Document excerpt Block Start

Costa Rica 

 

I have found peace in the most unlikely place. A place that is in the middle of the jungles of Costa Rica. Away from everything I have grown accustomed to in my 24 years of life. Complete abandonment from everything and everyone BUT GOD. 

 

Being in Costa Rica this first week I feel as if I am a child again. Experiencing everything for the first time. New foods, a new language, new sights, and new people around me. How beautiful is it to be like a child again. Where my whole focus is on my relationship with God and seeing him through the eyes of those people who attention is on him. I feel as if I am like a newborn baby whoms entire focus, trust, and life is in the hands of their mother. I can rest in the arms of my Father just like I used to rest in the arms of my mother when I was a child.

Document excerpt Block End
Data provided Block Start

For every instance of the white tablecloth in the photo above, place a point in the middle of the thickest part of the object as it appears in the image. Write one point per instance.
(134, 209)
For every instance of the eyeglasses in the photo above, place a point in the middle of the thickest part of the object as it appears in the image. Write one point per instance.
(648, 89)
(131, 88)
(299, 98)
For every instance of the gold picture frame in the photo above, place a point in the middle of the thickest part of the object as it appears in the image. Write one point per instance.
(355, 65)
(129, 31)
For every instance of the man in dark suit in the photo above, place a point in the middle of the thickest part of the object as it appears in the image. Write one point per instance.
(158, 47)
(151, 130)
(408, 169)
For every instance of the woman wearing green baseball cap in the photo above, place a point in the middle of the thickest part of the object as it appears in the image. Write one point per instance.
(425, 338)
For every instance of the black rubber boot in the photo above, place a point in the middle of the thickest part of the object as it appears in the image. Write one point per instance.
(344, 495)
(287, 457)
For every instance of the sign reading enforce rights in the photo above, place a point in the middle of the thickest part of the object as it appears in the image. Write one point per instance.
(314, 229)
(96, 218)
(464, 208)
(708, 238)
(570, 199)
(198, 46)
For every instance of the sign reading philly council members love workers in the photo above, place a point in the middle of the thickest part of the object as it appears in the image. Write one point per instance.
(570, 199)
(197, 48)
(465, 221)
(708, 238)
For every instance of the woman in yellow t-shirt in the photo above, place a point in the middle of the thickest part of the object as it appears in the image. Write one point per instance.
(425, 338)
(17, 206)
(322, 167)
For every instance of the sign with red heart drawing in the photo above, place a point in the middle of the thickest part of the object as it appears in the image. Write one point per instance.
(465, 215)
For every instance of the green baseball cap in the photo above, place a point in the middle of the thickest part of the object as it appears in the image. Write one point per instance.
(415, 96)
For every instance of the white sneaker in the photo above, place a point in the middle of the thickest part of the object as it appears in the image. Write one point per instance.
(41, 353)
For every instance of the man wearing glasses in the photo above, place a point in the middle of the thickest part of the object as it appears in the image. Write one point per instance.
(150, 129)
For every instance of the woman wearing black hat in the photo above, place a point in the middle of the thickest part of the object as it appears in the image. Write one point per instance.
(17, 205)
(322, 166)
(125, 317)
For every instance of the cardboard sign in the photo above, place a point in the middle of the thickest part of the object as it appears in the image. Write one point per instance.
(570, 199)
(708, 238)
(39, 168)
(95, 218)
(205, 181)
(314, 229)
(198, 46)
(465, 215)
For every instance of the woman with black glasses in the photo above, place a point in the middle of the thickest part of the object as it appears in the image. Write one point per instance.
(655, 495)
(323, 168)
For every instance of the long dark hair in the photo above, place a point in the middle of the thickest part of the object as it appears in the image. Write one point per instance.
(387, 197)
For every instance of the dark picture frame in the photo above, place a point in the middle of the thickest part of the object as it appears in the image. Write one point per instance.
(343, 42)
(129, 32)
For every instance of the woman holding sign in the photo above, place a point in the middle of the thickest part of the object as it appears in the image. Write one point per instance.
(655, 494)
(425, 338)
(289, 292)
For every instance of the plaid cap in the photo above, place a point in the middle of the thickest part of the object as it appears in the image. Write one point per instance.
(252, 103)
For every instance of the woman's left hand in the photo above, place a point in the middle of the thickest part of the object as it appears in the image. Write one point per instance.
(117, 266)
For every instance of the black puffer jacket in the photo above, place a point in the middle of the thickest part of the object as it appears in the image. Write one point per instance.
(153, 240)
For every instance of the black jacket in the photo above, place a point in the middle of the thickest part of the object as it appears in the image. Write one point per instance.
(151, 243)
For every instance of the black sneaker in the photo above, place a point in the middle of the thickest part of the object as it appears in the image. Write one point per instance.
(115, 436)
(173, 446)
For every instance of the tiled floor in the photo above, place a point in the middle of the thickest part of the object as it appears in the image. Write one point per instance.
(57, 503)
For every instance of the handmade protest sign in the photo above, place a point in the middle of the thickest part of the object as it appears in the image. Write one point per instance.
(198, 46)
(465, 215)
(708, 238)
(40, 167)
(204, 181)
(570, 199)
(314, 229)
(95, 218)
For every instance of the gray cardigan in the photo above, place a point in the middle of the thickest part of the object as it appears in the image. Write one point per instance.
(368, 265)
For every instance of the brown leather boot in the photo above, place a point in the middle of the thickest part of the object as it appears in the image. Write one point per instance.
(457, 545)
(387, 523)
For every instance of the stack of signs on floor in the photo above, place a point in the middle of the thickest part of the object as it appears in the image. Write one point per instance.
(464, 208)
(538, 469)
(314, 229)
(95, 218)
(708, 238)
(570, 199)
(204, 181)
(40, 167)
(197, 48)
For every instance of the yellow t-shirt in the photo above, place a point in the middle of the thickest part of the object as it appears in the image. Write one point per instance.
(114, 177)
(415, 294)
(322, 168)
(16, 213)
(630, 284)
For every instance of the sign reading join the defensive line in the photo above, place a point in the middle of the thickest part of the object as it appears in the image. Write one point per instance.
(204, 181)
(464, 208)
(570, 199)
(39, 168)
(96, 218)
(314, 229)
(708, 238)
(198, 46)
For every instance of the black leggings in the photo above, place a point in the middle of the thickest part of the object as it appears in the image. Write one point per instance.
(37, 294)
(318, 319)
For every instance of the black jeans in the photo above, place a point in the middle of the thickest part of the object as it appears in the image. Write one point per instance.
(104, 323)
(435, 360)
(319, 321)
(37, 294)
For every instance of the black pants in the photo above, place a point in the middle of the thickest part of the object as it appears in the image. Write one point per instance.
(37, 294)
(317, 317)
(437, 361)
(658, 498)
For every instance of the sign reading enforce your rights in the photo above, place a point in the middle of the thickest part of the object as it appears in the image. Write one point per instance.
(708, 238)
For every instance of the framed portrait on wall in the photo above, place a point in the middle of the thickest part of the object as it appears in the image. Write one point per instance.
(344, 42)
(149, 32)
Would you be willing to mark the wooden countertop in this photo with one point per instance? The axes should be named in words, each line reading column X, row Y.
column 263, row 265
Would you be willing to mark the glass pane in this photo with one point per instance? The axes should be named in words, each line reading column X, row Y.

Data provided Block End

◆ **Problem to work on**: Resume the reflection on finding peace in Costa Rica, picking up after its last sentence. This listing was taken from a separate source.

◆ **Answer for the task**:
Throughout all of the new I have been overwhelmed how God has shown himself so far in Costa Rica. The healing of a friend, the laughter I hear from the children while learning bible verses and singing silly songs. The sound of rain pounding down on the metal roof as a reminder that God has made us new within him. The smile I can share with our host when joking around and then sharing deep stories about how God has worked through his 65 years of life. 

 

Costa Rica has by far been nothing I expected. Leaving, my hope was to grow in my relationship with God. Since being here that hope has been met like never before. I am already healing in ways I didn’t  even know I was aware I still needed healing from. God is also being patient in revealing and teaching me about what a healthy relationship with Him looks like. I am excited for this new phase in life and how God is reveling himself to me.